LISTED RECORDS
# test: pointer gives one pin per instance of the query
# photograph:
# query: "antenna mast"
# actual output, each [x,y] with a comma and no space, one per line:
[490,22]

---

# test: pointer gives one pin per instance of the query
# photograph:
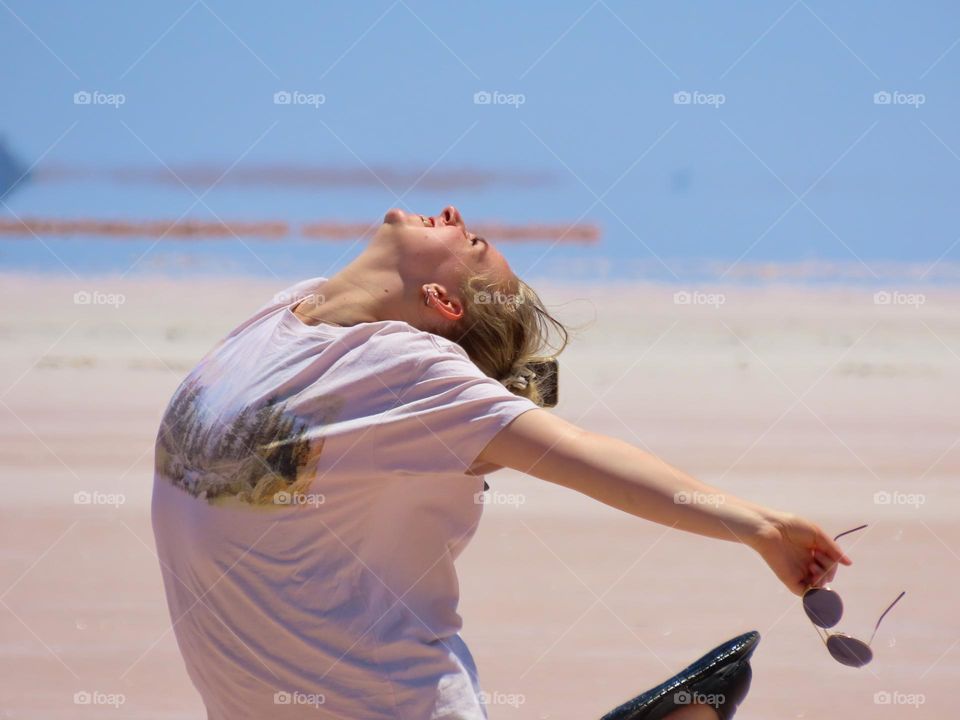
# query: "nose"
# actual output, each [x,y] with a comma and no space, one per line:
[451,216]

PROBLEM TO WORK ON
Pick out each line of the rows above that contains the word "query", and copy those lines.

EXERCISE ANSWER
# test: pointer gives one pin per instance of the query
# query: "antenna mast"
# test: pointer gives one pin per instance of the query
# query: "nose"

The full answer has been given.